• Requirements
Render every one of the rows below as a JSON list of strings, one string per line, with blank lines skipped. Leave the pictures out.

• Listed entries
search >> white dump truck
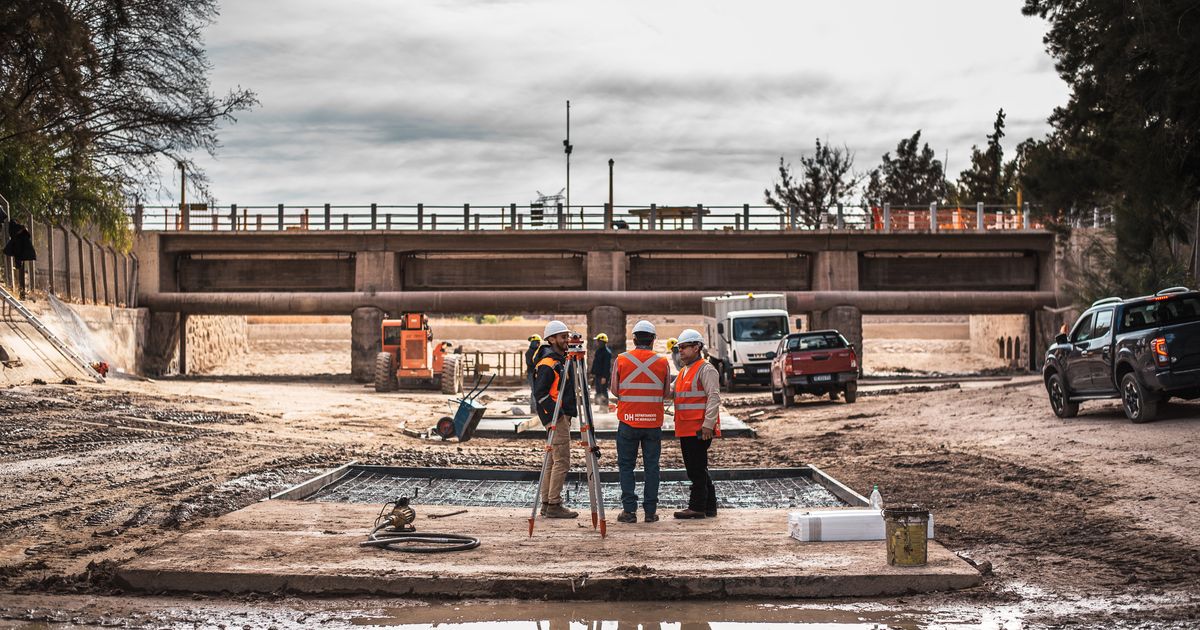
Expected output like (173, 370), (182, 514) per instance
(703, 293), (790, 390)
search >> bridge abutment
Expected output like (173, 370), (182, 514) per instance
(350, 306), (384, 383)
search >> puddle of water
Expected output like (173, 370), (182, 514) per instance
(350, 602), (1024, 630)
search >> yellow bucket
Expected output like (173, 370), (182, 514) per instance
(883, 505), (929, 566)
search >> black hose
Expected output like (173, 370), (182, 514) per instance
(359, 527), (479, 553)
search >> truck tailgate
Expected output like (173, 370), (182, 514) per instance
(788, 348), (858, 374)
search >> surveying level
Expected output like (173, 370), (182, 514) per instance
(529, 332), (607, 538)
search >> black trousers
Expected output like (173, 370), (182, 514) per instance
(679, 436), (716, 514)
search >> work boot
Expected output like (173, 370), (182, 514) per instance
(541, 503), (580, 518)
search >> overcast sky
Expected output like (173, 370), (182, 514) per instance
(184, 0), (1068, 205)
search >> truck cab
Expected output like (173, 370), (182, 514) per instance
(703, 293), (791, 390)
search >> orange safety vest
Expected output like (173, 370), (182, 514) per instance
(616, 348), (671, 428)
(676, 359), (721, 438)
(533, 356), (559, 406)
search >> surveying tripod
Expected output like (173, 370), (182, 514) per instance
(529, 332), (607, 538)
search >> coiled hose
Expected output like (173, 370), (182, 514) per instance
(359, 522), (479, 553)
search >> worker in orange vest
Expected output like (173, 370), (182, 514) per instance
(672, 328), (721, 518)
(533, 319), (587, 518)
(608, 319), (671, 523)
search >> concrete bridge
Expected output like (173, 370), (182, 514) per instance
(137, 229), (1057, 379)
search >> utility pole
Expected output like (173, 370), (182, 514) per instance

• The completed task
[
  "search >> white dump truck",
  "Expected output like (173, 370), (182, 514) per instance",
  "(703, 293), (790, 390)",
  "search >> bridge abutment",
  "Expected output like (173, 370), (182, 514) per instance",
  "(350, 306), (384, 383)",
  "search >> puddle of water",
  "Expected output like (173, 370), (182, 514) per instance",
  "(350, 602), (1024, 630)",
  "search >> yellow bucket",
  "Expected output like (173, 370), (182, 514) per instance",
  "(883, 505), (929, 566)",
  "search >> black hose",
  "Expected output like (173, 370), (182, 514) per instance",
  "(359, 527), (479, 553)",
  "search >> truck tailgate",
  "Expected output like (173, 370), (182, 514) per instance",
  "(788, 348), (858, 374)",
  "search >> surveying level",
  "Expected output like (173, 370), (182, 514) per instance",
  "(529, 332), (607, 538)",
  "search >> black trousers",
  "Expected output like (173, 370), (182, 514) per instance",
  "(679, 436), (716, 514)",
  "search >> work boot",
  "Expected output like (173, 370), (182, 514) per instance",
  "(541, 503), (580, 518)",
  "search >> overcast sky",
  "Expected output like (173, 370), (182, 514) per instance",
  "(184, 0), (1068, 205)",
  "search >> truck cab",
  "Expected output like (173, 370), (182, 514) per instance",
  "(703, 293), (791, 390)",
  "search >> orange safety vest",
  "Expected output like (173, 370), (182, 514) per instance",
  "(616, 348), (671, 428)",
  "(676, 359), (721, 438)",
  "(533, 356), (559, 406)",
  "search >> surveying tripod",
  "Expected output like (173, 370), (182, 514) per instance",
  "(529, 332), (607, 538)",
  "search >> coiled hose",
  "Expected output like (173, 370), (182, 514) per instance",
  "(359, 522), (479, 553)",
  "search >> worker in orange vest",
  "Expected output like (173, 370), (182, 514) per instance",
  "(672, 328), (721, 518)",
  "(533, 319), (587, 518)",
  "(608, 319), (671, 523)",
  "search >> concrete bridge",
  "Expected output like (173, 370), (182, 514) per instance",
  "(137, 229), (1057, 379)",
  "search >> utility pole",
  "Expected output like (173, 370), (182, 514) per instance"
]